* _What this task involves_: Return the records below from the line containing "Where can you see the bicycle front" onward, exactly, through and including the last line.

* _Information supplied_:
▬▬▬▬▬▬
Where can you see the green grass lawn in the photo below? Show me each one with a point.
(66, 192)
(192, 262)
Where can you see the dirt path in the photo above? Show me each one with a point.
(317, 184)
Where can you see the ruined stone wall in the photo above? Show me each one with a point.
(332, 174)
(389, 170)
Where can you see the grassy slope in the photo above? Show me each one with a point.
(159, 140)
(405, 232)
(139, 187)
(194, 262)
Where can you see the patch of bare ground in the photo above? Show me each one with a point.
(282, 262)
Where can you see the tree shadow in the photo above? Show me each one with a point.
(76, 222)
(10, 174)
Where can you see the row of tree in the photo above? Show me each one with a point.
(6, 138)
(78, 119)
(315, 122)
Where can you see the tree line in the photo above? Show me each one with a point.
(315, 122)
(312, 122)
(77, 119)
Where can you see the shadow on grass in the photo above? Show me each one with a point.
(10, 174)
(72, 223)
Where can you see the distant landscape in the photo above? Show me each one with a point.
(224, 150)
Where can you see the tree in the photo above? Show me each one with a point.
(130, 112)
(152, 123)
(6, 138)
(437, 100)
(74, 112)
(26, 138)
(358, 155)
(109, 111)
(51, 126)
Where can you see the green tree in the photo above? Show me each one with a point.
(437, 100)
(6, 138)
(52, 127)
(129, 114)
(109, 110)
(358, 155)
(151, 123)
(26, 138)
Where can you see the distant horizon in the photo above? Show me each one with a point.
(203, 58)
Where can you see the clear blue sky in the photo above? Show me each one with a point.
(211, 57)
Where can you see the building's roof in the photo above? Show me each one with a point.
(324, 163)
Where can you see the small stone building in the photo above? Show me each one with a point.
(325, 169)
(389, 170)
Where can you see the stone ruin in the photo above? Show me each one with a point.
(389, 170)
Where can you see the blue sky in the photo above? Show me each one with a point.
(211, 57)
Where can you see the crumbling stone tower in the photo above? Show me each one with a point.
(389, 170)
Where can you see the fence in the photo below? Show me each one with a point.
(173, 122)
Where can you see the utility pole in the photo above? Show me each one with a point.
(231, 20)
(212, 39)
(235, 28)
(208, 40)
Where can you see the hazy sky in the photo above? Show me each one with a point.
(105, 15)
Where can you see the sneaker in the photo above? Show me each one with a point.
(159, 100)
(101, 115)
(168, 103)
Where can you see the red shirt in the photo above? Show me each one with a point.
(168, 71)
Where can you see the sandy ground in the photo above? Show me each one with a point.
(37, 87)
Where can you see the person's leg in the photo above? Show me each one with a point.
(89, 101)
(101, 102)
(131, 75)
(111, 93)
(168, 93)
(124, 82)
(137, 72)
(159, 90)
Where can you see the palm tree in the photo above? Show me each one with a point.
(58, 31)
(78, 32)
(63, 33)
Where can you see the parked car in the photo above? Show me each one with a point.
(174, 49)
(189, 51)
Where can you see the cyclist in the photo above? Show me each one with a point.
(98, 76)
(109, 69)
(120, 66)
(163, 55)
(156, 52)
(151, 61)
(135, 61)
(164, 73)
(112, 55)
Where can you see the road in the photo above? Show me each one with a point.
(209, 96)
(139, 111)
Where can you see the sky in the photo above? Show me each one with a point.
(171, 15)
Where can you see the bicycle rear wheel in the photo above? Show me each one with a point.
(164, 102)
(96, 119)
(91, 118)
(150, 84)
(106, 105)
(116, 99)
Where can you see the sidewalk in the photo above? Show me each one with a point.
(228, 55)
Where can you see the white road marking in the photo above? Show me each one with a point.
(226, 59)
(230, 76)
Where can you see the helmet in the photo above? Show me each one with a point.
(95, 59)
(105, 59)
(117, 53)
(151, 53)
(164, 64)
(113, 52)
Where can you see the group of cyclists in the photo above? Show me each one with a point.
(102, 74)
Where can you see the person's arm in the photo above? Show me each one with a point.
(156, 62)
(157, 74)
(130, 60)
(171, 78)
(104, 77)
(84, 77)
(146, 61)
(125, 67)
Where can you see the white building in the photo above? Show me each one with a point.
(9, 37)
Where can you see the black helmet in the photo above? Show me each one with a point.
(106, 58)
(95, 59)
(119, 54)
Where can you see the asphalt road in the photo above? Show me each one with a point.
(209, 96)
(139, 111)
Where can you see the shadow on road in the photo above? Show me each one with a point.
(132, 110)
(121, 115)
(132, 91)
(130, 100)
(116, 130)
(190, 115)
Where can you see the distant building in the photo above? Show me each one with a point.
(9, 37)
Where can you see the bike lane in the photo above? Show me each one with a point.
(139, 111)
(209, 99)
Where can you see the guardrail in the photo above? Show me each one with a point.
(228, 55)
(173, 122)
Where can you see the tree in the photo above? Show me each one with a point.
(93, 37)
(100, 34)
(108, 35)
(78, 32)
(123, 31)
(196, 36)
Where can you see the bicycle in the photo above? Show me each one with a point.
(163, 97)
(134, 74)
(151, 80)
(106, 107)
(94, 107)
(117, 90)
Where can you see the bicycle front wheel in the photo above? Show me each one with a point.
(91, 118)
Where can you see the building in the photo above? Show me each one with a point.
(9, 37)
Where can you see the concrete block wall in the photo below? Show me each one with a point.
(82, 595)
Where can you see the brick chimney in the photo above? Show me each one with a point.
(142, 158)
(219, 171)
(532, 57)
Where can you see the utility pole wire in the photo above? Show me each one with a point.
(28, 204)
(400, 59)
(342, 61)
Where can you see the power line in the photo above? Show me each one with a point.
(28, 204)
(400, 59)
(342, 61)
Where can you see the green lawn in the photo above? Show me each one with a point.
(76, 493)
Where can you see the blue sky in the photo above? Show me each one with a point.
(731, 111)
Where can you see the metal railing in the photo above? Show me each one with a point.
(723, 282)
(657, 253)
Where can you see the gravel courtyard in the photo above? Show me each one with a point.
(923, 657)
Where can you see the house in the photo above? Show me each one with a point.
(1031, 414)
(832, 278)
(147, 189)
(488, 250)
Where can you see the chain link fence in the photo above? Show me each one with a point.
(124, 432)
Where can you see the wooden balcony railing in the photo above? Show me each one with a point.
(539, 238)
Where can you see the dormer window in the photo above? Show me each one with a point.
▬▬▬▬▬▬
* _The answer_:
Where can you see the bicycle front wheel in the photo above? Show me each one with a point.
(91, 118)
Where can you see the building in the photo above? Show me each one with a point.
(9, 37)
Where can you see the concrete block wall in the photo below? Show me each one with a point.
(82, 595)
Where can you see the brick chimney in the photo above? Show me each one with a point.
(142, 158)
(219, 171)
(532, 57)
Where can you see the utility pole wire in the photo above? Show me each one with a point.
(28, 204)
(400, 59)
(342, 61)
Where can you see the power line in the photo above? Show me each one with a point.
(28, 204)
(400, 59)
(342, 61)
Where can you see the green lawn in the photo above? Show me each one with a point.
(76, 493)
Where can you see the blue sky in the photo above? Show me each one with a point.
(731, 111)
Where can you see the metal railing in the photo above? Show me each one with a point.
(723, 282)
(657, 253)
Where can you see the gravel courtyard in the photo above? Show me each one with a point.
(923, 657)
Where can you see the house in the photo above? Show me each one with a point.
(1031, 414)
(832, 278)
(147, 189)
(488, 250)
Where can you see the chain link fence in the photo above? Show me each one with a point.
(124, 432)
Where can you see the wooden balcony railing in the photo above? Show me each one with a point.
(539, 238)
Where can you see the dormer window in the photo above? Show me each one with a point.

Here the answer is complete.